PROMPT 1
Retype the part of the Indian River Lagoon article that opens with the words containing "The lagoon on" and closes with "and other creatures.".
PROMPT 2
According to the Indian River Lagoon article, what has raised nitrogen and phosphorus levels in the water, and why does that matter for algae? Answer in one to three sentences.
PROMPT 3
Carry on the Indian River Lagoon article after its last sentence.

Algae again threatening Florida's Indian River Lagoon

Scientists are seeing concerning levels of algae this year in Florida's Indian River Lagoon, just two years after massive blooms led to the worst fish kills on record.

State biologists are measuring similar algae levels in the lagoon's waters that they saw before the devastating 2016 blooms, Florida Today reported . Satellite images of the current bloom also resembles the spring of 2016.

The lagoon on the state's central Atlantic Coast is one of the most biologically diverse waterways in the nation. But sewage spills from the region's growing communities and the legacy of pollution from farms has increased levels of nitrogen and phosphorus in the water, which algae feed on.

When algae grow at high concentrations in the water they remove oxygen used by fish, manatees and other creatures.

Kayakers are reporting that the lagoon's waters appear olive-brown in color, rather than clear as in years past.

DATASET EXCERPTS

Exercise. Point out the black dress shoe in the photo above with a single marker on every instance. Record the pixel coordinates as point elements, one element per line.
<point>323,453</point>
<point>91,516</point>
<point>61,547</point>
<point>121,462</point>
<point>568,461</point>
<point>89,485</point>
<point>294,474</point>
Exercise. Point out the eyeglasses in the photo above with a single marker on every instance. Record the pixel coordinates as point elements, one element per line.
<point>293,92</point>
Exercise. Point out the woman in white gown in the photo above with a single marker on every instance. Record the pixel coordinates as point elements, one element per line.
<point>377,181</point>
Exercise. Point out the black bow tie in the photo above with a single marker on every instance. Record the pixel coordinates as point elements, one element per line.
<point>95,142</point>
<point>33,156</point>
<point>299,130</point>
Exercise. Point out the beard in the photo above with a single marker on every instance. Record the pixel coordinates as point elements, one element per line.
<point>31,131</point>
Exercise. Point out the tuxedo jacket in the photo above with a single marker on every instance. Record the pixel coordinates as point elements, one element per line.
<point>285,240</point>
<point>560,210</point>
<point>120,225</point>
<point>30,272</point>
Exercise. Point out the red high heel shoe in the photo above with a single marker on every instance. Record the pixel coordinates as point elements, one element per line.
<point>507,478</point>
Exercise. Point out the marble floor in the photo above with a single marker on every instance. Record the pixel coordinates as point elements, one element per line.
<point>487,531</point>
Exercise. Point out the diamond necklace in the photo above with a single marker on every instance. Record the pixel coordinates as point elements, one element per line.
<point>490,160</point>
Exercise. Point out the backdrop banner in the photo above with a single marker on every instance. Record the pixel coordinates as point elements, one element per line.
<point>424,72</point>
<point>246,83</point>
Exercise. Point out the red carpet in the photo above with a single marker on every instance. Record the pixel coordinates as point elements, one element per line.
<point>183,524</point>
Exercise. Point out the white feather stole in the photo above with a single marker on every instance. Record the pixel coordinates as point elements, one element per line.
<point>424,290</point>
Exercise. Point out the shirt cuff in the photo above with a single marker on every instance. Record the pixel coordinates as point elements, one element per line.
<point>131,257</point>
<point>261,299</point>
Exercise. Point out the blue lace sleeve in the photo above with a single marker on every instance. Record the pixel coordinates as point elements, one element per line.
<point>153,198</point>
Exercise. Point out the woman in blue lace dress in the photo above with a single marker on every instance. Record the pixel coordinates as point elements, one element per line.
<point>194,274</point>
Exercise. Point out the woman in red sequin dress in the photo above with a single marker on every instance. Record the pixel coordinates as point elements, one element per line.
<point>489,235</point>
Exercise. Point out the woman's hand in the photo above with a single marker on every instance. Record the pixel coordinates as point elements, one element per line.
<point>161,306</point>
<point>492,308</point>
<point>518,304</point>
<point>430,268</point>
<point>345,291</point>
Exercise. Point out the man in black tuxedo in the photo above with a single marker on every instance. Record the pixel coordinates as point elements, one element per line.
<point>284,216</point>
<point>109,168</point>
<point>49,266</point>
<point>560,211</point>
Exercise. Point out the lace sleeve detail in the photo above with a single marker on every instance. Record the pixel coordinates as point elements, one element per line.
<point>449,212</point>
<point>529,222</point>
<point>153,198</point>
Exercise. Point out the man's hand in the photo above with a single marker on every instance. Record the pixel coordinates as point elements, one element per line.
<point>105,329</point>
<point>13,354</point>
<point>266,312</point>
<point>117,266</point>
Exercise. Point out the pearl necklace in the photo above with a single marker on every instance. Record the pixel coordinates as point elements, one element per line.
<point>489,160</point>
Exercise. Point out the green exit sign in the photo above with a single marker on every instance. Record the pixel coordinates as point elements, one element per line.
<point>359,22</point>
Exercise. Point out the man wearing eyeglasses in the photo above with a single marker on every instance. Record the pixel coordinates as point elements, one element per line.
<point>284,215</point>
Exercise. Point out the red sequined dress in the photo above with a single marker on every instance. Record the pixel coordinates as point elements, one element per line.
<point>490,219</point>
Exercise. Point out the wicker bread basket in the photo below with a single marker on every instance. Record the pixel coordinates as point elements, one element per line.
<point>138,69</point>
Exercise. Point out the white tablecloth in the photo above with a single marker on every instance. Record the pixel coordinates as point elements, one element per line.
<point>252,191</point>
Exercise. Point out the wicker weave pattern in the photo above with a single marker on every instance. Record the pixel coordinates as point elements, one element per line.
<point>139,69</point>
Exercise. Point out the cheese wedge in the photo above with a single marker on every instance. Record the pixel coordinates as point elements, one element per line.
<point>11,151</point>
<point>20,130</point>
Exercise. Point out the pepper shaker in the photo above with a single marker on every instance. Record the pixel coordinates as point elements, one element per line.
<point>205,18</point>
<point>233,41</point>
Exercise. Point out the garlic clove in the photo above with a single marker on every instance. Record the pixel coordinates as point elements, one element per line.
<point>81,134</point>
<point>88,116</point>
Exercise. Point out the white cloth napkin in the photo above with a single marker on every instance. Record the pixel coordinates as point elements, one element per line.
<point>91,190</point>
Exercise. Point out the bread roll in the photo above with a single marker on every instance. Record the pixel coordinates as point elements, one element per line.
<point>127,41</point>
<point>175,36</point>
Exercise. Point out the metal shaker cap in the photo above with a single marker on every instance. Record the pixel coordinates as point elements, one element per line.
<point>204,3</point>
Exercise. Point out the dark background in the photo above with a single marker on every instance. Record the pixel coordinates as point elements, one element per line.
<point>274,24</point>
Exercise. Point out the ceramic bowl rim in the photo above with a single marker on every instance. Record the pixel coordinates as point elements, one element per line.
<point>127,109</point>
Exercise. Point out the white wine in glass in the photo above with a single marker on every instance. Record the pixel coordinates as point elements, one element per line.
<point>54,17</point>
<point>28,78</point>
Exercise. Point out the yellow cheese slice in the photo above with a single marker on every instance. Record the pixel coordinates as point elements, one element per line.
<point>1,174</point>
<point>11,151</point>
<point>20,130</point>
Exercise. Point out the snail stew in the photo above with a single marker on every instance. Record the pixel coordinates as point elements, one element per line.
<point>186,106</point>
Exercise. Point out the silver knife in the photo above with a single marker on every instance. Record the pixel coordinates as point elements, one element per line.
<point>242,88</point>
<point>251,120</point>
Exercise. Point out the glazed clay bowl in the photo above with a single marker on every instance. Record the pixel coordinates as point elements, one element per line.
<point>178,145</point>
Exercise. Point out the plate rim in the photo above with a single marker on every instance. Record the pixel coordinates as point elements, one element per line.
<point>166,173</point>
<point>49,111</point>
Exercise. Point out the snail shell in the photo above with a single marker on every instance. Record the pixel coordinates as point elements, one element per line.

FINAL ANSWER 1
The lagoon on the state's central Atlantic Coast is one of the most biologically diverse waterways in the nation. But sewage spills from the region's growing communities and the legacy of pollution from farms has increased levels of nitrogen and phosphorus in the water, which algae feed on.

When algae grow at high concentrations in the water they remove oxygen used by fish, manatees and other creatures.

FINAL ANSWER 2
Sewage spills from the region's growing communities and the legacy of pollution from farms have raised nitrogen and phosphorus levels in the lagoon. That matters because algae feed on those nutrients.

FINAL ANSWER 3
While no fish kills have been reported yet, biologists are worried that the problem will worsen as temperatures rise.

"The cell concentrations that we've had in February have been actually quite similar to the cell concentrations in 2016," Ed Phlips, a University of Florida marine biologist, told the newspaper.

Phlips says none of the lagoon's algae are known to be toxic to humans, but can kill fish by depleting oxygen or clogging gills.

Scientists say it'll be three weeks or so before they'll know if a repeat of 2016 is likely.

"Right now it's sort of a wait and see game," Phlips said.